■ **Instruction**:
Revise the entries from the start through the line containing "[[81, 114]]", changing "marker" to "pin" and keeping everything else the same. Omit the pictures.

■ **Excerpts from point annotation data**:
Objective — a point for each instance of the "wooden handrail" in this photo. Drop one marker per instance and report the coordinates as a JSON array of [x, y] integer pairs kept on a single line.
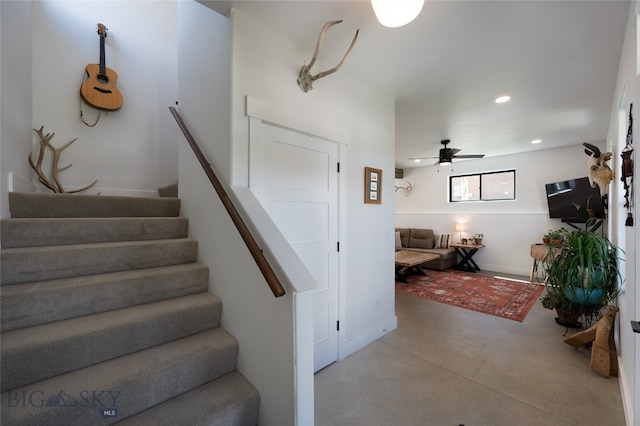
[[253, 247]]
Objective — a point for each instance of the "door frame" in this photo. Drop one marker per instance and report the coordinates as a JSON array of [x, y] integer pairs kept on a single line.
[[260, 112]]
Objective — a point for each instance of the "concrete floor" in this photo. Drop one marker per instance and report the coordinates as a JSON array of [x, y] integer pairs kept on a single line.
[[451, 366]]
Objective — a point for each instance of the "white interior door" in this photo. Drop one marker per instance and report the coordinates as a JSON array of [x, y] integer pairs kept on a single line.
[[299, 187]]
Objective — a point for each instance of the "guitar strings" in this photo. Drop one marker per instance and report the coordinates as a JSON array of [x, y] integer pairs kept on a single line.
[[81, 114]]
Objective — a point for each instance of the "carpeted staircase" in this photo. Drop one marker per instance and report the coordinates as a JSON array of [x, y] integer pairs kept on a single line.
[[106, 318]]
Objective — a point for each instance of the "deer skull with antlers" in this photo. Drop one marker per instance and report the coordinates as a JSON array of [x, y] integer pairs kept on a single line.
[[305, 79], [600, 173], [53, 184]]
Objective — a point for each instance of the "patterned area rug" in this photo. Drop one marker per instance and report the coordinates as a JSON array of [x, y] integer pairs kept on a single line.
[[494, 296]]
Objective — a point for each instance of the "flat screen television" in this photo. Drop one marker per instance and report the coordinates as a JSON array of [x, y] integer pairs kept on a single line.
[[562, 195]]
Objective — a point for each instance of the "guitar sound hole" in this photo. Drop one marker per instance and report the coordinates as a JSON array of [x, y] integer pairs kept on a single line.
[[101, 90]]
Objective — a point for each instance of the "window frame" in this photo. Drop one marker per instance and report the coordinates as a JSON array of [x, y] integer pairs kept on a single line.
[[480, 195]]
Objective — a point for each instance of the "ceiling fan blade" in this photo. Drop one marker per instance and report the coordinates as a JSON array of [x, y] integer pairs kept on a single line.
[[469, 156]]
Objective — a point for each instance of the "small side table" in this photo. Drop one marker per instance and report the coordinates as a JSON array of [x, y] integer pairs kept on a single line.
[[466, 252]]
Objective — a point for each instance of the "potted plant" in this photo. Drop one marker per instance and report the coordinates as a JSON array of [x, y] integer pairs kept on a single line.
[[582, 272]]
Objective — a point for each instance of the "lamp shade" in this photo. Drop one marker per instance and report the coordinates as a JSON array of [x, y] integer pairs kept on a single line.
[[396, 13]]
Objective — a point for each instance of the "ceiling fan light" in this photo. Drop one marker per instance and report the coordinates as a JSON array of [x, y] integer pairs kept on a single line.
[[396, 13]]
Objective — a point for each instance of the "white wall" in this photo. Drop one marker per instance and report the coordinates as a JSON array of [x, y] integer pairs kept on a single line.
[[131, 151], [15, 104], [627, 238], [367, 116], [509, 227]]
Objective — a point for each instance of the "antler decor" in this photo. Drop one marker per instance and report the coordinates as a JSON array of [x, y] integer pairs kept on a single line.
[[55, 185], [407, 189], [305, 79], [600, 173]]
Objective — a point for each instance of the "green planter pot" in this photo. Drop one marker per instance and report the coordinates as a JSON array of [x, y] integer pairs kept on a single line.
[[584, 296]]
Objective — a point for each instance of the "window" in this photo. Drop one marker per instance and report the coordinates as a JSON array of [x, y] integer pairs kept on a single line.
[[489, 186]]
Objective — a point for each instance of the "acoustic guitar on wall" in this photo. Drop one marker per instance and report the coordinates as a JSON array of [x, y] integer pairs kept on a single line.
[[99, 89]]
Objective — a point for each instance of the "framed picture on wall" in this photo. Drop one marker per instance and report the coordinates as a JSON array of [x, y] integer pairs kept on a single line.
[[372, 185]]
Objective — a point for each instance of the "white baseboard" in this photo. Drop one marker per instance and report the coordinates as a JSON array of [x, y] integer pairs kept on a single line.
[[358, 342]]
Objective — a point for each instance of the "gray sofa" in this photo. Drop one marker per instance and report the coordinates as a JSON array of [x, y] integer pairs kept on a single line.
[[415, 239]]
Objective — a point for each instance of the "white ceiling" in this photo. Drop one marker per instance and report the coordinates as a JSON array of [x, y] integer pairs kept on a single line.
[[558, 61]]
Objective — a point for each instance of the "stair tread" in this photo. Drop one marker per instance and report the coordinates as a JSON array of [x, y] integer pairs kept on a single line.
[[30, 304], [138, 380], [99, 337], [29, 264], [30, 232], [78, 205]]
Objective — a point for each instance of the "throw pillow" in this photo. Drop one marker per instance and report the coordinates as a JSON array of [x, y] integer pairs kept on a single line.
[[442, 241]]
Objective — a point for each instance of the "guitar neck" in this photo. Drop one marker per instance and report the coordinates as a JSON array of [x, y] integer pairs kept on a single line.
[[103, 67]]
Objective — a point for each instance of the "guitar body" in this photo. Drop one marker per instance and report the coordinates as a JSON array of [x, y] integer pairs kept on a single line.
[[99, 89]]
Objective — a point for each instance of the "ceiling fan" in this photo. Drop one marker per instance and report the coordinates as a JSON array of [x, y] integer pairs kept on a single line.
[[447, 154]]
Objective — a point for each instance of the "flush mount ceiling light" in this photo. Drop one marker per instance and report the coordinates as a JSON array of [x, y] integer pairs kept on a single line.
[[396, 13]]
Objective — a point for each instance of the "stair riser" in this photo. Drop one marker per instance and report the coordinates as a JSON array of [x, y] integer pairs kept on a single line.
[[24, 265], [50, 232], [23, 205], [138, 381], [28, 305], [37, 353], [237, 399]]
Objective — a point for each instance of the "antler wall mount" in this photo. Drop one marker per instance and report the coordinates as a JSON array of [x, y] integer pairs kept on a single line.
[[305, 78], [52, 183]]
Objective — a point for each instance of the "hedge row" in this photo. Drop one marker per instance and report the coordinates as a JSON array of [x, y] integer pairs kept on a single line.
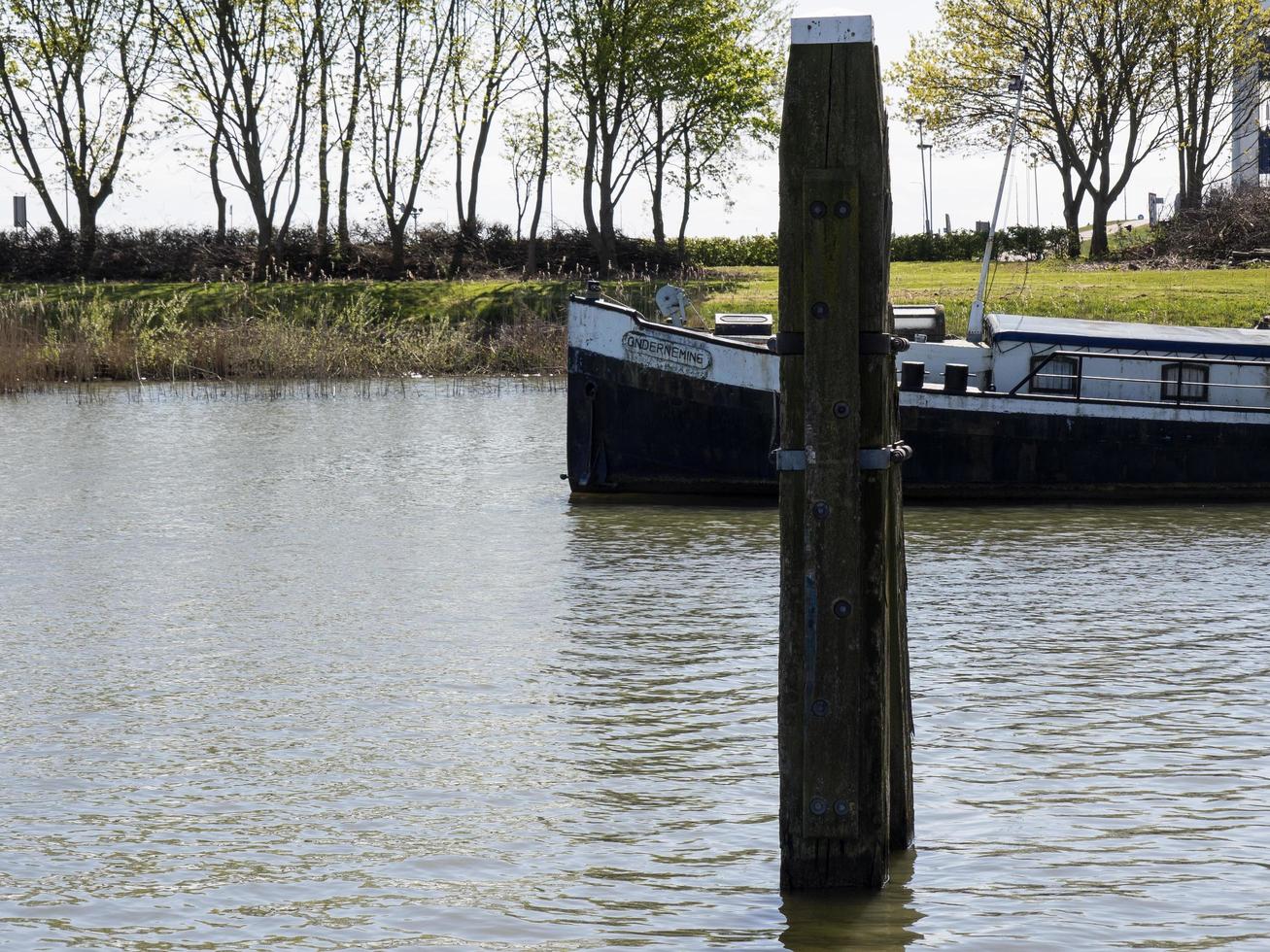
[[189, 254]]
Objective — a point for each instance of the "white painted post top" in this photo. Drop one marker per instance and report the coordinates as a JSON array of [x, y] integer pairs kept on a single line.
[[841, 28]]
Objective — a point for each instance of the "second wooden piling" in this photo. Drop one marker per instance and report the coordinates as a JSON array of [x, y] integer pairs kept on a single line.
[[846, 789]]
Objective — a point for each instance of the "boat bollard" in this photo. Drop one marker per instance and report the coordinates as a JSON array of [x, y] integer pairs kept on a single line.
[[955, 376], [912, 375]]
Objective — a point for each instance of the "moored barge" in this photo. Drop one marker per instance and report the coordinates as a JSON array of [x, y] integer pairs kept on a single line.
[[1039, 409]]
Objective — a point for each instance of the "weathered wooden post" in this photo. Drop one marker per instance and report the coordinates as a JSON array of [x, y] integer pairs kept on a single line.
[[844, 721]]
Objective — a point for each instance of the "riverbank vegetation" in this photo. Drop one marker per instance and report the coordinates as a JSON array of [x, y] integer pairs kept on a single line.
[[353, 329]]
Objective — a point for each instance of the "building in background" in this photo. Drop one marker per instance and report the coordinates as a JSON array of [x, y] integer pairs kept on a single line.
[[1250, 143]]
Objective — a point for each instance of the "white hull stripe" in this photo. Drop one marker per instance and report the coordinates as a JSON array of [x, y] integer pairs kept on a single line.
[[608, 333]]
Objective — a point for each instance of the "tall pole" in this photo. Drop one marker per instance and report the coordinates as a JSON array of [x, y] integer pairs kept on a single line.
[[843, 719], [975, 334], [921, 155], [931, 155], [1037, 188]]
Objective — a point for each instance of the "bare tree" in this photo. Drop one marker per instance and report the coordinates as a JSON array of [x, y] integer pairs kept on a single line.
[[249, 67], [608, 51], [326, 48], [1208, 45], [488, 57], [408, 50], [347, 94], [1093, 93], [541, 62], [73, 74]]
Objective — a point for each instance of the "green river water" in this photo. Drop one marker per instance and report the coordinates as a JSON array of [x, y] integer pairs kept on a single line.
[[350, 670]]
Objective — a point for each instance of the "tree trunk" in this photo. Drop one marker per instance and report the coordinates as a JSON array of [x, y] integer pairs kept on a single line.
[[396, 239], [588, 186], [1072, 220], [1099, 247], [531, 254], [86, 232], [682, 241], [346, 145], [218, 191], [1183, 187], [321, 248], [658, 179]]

■ **Output below**:
Objective — a point for each instance of the "wooden handrail" in this photo. Drop one pin per instance and report the coordinates as a JSON array of [x, y] integer pairs kept on a single line.
[[253, 247]]
Objective — a point for each instance of the "door frame" in this photo. Drop one pin per instance and report the coordinates as a JSON array of [x, y] integer pairs kept on a single line.
[[260, 112]]
Objective — a point for each instance of the "concrete floor" in this photo. Drop one pin per instance and report the coordinates as a JSON array of [x, y] integer pairs kept on a single line.
[[451, 366]]
Objective — a point for each instance of the "white interior door" in this photo. Drop one pin per instance and report the coordinates as a JSON array of [x, y] integer pairs kept on a single line.
[[299, 187]]
Objective — a point for each instance of the "guitar strings" in this photo. Drop one pin per instance and report the coordinates as a JSON array of [x, y] integer pairs kept on a single line.
[[81, 114]]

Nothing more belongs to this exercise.